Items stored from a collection

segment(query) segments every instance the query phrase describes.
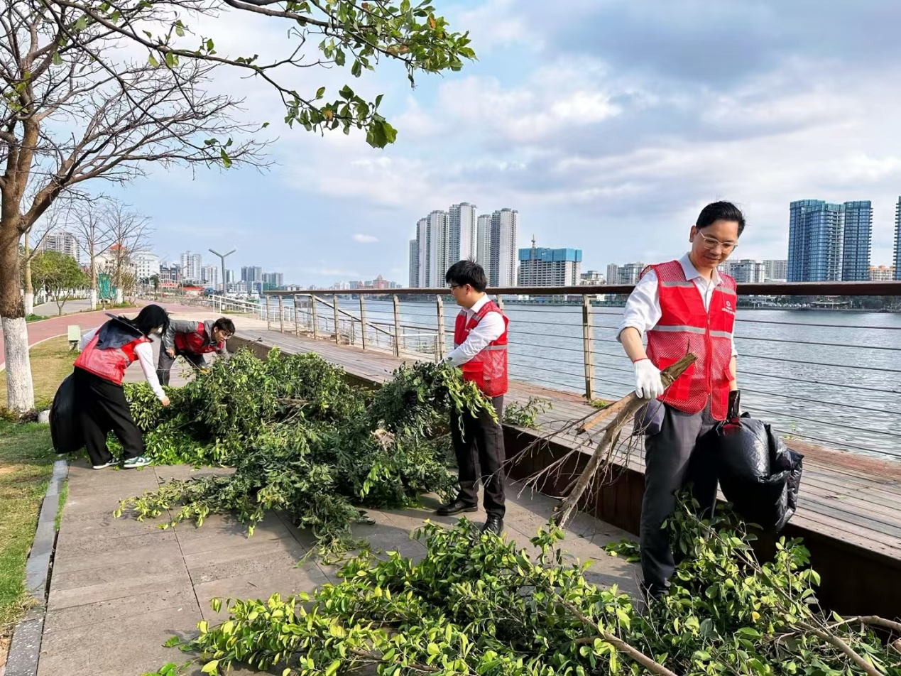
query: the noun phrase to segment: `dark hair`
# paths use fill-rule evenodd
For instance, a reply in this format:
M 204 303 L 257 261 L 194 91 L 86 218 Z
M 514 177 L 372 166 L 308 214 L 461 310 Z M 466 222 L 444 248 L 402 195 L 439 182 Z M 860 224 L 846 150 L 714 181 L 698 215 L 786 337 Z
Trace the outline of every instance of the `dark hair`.
M 738 234 L 742 236 L 744 230 L 744 214 L 732 202 L 711 202 L 701 209 L 701 214 L 695 223 L 698 230 L 713 225 L 716 221 L 733 221 L 738 224 Z
M 485 270 L 472 260 L 458 260 L 451 265 L 444 275 L 444 281 L 460 287 L 469 284 L 479 292 L 488 288 L 488 278 L 486 277 Z
M 144 306 L 134 319 L 120 318 L 128 322 L 146 336 L 149 336 L 150 332 L 158 326 L 163 327 L 164 333 L 168 328 L 168 313 L 159 306 Z
M 226 332 L 229 335 L 234 335 L 234 322 L 228 317 L 219 317 L 213 328 Z

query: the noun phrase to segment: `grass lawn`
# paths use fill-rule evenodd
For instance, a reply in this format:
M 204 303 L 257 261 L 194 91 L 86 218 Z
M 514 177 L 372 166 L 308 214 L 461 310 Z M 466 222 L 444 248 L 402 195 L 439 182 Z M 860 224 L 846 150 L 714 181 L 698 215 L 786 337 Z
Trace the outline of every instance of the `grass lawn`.
M 31 356 L 35 403 L 43 408 L 72 372 L 75 355 L 61 336 L 36 345 Z M 5 372 L 0 372 L 0 407 L 5 404 Z M 0 419 L 0 665 L 5 662 L 13 627 L 26 608 L 25 561 L 55 460 L 48 425 Z M 64 487 L 60 505 L 67 492 Z
M 0 420 L 0 663 L 25 610 L 25 560 L 56 453 L 46 425 Z
M 31 350 L 32 379 L 34 381 L 34 404 L 38 410 L 49 408 L 56 389 L 69 373 L 77 356 L 68 351 L 68 341 L 60 335 L 50 338 Z M 6 406 L 6 371 L 0 371 L 0 408 Z

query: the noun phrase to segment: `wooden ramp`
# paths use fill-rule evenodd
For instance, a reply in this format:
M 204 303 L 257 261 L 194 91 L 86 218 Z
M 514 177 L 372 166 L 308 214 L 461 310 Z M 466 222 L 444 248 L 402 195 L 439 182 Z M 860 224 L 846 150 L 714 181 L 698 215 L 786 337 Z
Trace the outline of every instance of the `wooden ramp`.
M 402 363 L 402 360 L 385 352 L 364 352 L 278 331 L 239 331 L 237 338 L 241 343 L 257 343 L 262 352 L 272 346 L 288 353 L 315 352 L 351 376 L 371 383 L 389 379 Z M 507 402 L 524 403 L 530 397 L 551 400 L 552 409 L 539 417 L 541 431 L 506 430 L 508 437 L 512 434 L 521 440 L 517 443 L 520 448 L 542 433 L 557 430 L 569 421 L 596 412 L 576 394 L 511 381 Z M 556 457 L 572 450 L 587 456 L 594 449 L 601 431 L 598 425 L 587 434 L 558 434 L 552 444 Z M 901 616 L 901 583 L 897 581 L 901 580 L 901 463 L 831 451 L 796 440 L 788 440 L 787 443 L 802 452 L 805 460 L 798 511 L 784 534 L 805 538 L 814 565 L 824 578 L 822 596 L 842 607 L 842 612 Z M 596 497 L 596 508 L 590 510 L 605 521 L 637 533 L 644 462 L 643 452 L 637 448 L 640 444 L 633 440 L 631 445 L 630 452 L 626 444 L 621 444 L 615 459 L 623 473 L 631 475 L 631 480 L 626 477 L 615 489 L 605 488 L 608 495 Z M 546 466 L 552 461 L 552 455 L 551 452 L 542 461 L 533 460 L 526 473 Z M 577 464 L 568 463 L 570 475 L 577 470 Z M 522 476 L 522 472 L 515 474 Z M 874 575 L 881 580 L 871 580 Z M 839 583 L 841 589 L 833 589 Z M 871 588 L 879 590 L 870 591 Z M 862 603 L 871 596 L 878 597 L 878 610 L 872 606 L 860 611 L 845 607 L 857 605 L 851 603 L 851 599 Z

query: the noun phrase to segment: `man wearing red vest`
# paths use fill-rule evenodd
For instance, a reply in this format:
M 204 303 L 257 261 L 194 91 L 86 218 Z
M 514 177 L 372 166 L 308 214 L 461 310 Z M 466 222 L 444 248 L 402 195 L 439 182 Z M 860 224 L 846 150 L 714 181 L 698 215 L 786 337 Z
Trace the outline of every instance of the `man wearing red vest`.
M 482 266 L 471 260 L 454 263 L 444 276 L 450 293 L 462 309 L 454 326 L 454 349 L 447 361 L 460 367 L 463 379 L 476 383 L 491 399 L 497 420 L 483 411 L 478 417 L 454 412 L 450 436 L 460 470 L 460 493 L 438 514 L 450 516 L 478 510 L 476 485 L 481 474 L 483 504 L 487 515 L 482 532 L 496 535 L 504 529 L 504 431 L 500 425 L 504 395 L 507 390 L 507 319 L 485 289 L 487 278 Z M 462 423 L 462 434 L 460 433 Z M 479 470 L 481 470 L 479 472 Z
M 196 370 L 206 363 L 204 355 L 216 352 L 228 359 L 225 341 L 234 335 L 234 323 L 226 317 L 205 322 L 173 319 L 163 333 L 162 348 L 157 363 L 159 382 L 168 385 L 169 372 L 176 359 L 184 357 Z
M 716 500 L 714 463 L 701 456 L 696 443 L 736 401 L 735 281 L 716 266 L 734 251 L 743 230 L 744 216 L 734 205 L 705 206 L 688 234 L 689 252 L 646 268 L 623 313 L 619 341 L 634 363 L 635 392 L 651 400 L 636 426 L 645 434 L 641 553 L 651 598 L 666 594 L 675 571 L 663 523 L 676 495 L 691 483 L 708 514 Z M 697 361 L 664 391 L 660 370 L 688 352 Z

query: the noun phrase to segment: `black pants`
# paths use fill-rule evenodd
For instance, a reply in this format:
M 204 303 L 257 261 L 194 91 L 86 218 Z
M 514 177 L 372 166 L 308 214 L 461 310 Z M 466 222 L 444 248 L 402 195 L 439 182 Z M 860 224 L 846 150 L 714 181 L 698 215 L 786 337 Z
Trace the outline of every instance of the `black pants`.
M 688 483 L 709 516 L 716 503 L 716 470 L 697 440 L 715 425 L 709 405 L 682 413 L 665 405 L 660 431 L 645 437 L 644 498 L 642 502 L 642 572 L 651 591 L 663 591 L 676 570 L 669 533 L 661 528 L 676 507 L 676 495 Z
M 170 357 L 166 353 L 166 351 L 160 346 L 159 348 L 159 361 L 157 361 L 157 378 L 159 379 L 160 385 L 168 385 L 169 373 L 172 370 L 172 364 L 178 357 L 184 357 L 185 361 L 187 361 L 194 370 L 202 369 L 206 365 L 206 360 L 204 359 L 203 354 L 192 354 L 191 352 L 183 352 L 177 348 L 175 351 L 175 356 Z
M 491 400 L 497 420 L 504 412 L 504 397 L 495 397 Z M 460 420 L 462 418 L 463 433 L 460 434 Z M 478 417 L 469 414 L 454 412 L 450 416 L 450 437 L 460 468 L 459 498 L 468 505 L 478 504 L 477 485 L 481 476 L 485 487 L 485 511 L 490 515 L 504 517 L 504 430 L 500 422 L 495 422 L 486 411 Z
M 123 460 L 143 455 L 144 440 L 132 418 L 122 386 L 77 367 L 74 379 L 78 420 L 91 464 L 102 465 L 113 460 L 106 448 L 110 432 L 122 443 Z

GOAL
Put every line from the start of the records up to and including the line with "M 226 332 L" into a Markdown table with the columns No. and Line, numbering each row and omitting blank lines. Leave the pictures out of the table.

THE OUTPUT
| No. | Line |
|---|---|
| 1 | segment(query) segments every instance the query phrase describes. |
| 2 | query: the noun phrase to segment: `dark hair` |
| 3 | # paths use fill-rule evenodd |
| 4 | For instance, a reply in this format: |
| 5 | M 204 303 L 257 261 L 194 91 L 86 218 Z |
| 6 | M 514 177 L 372 166 L 308 214 L 461 310 Z M 466 222 L 444 248 L 402 195 L 439 182 Z M 860 224 L 846 150 L 714 181 L 698 215 L 786 337 Z |
| 7 | Trace the outline of every instance of the `dark hair`. |
| 8 | M 738 234 L 742 236 L 744 230 L 744 214 L 732 202 L 711 202 L 701 209 L 701 214 L 695 223 L 698 230 L 713 225 L 716 221 L 733 221 L 738 224 Z |
| 9 | M 485 270 L 472 260 L 458 260 L 451 265 L 444 275 L 444 281 L 460 287 L 469 284 L 479 292 L 488 288 L 488 278 L 486 277 Z |
| 10 | M 144 306 L 134 319 L 120 318 L 128 322 L 146 336 L 149 336 L 150 332 L 158 326 L 163 327 L 164 333 L 168 328 L 168 313 L 159 306 Z |
| 11 | M 226 332 L 229 335 L 234 335 L 234 322 L 228 317 L 219 317 L 213 328 Z |